◆ EXERCISES ◆
- A) Restate word for word the passage on spell check, everything from "Microsoft Word calls" down to "on the program.".
- B) List every feature name and menu location that the spell check passage gives for Microsoft Word and Google Docs.
##### DOCUMENT SEGMENT
Spell Check is a wonderful addition to word processors. It helps us catch spelling errors and mistypings. The squiggly red line is our lifeline — but it shouldn’t.
The problem with spell check is that it doesn’t catch everything. Did you type form instead of from? Form is spelled correctly, so it won’t be flagged. Other errors like this fly by unnoticed by spell check, demoting the helpful program from lifeline to nice tool to have in your toolbox.
Some word processors have a grammar check that functions similar to spell check, but these grammar checkers don’t catch everything either, or they get it wrong in the first place.
Microsoft Word calls their spell check abc Check Document, and it checks both Spelling and Grammar, depending on your settings. You can find it in the Review Tab.
Google Docs’ spell check is called Spelling and Grammar, and it is found under Tools.
How to use spell check effectively
Just because spell check doesn’t catch everything doesn’t mean you shouldn’t use it. It’s still a wonderful program, and it can still help you out. You just can’t only rely on the program.
##########
##### ITEMS
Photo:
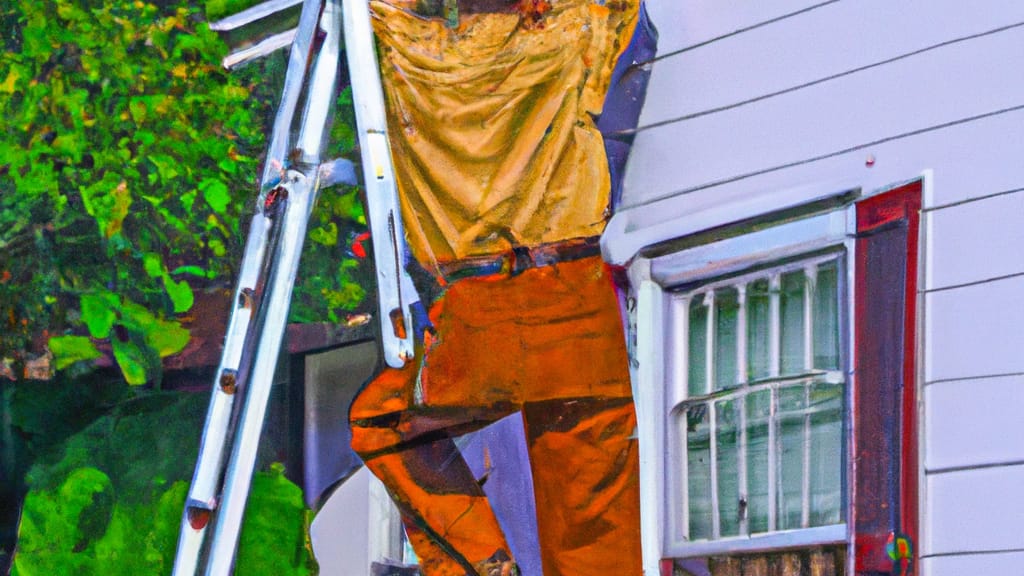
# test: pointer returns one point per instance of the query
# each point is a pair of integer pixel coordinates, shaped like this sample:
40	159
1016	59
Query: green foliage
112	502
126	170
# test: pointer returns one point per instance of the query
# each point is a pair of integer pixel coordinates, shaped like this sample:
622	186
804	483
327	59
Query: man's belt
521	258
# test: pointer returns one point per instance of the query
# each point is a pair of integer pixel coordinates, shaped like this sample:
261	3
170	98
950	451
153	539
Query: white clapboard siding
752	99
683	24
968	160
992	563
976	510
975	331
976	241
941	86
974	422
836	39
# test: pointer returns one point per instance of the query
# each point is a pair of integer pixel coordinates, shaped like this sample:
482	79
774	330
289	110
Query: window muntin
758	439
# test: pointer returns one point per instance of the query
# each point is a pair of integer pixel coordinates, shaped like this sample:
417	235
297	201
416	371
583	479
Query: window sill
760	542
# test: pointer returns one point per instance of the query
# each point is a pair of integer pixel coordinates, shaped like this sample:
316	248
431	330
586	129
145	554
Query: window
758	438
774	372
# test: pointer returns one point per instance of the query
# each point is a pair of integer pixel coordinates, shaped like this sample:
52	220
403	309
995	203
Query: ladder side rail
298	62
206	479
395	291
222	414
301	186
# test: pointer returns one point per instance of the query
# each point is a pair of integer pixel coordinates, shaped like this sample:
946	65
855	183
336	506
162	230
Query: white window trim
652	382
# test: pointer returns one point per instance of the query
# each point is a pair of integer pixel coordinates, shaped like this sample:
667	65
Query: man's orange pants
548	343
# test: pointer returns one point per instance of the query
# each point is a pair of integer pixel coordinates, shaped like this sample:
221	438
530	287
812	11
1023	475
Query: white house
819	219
##########
◆ THE RESULTS ◆
- A)
Microsoft Word calls their spell check abc Check Document, and it checks both Spelling and Grammar, depending on your settings. You can find it in the Review Tab.
Google Docs’ spell check is called Spelling and Grammar, and it is found under Tools.
How to use spell check effectively
Just because spell check doesn’t catch everything doesn’t mean you shouldn’t use it. It’s still a wonderful program, and it can still help you out. You just can’t only rely on the program.

- B)
- Check Document (Microsoft Word)
- Review Tab (Microsoft Word)
- Spelling and Grammar (Google Docs)
- Tools (Google Docs)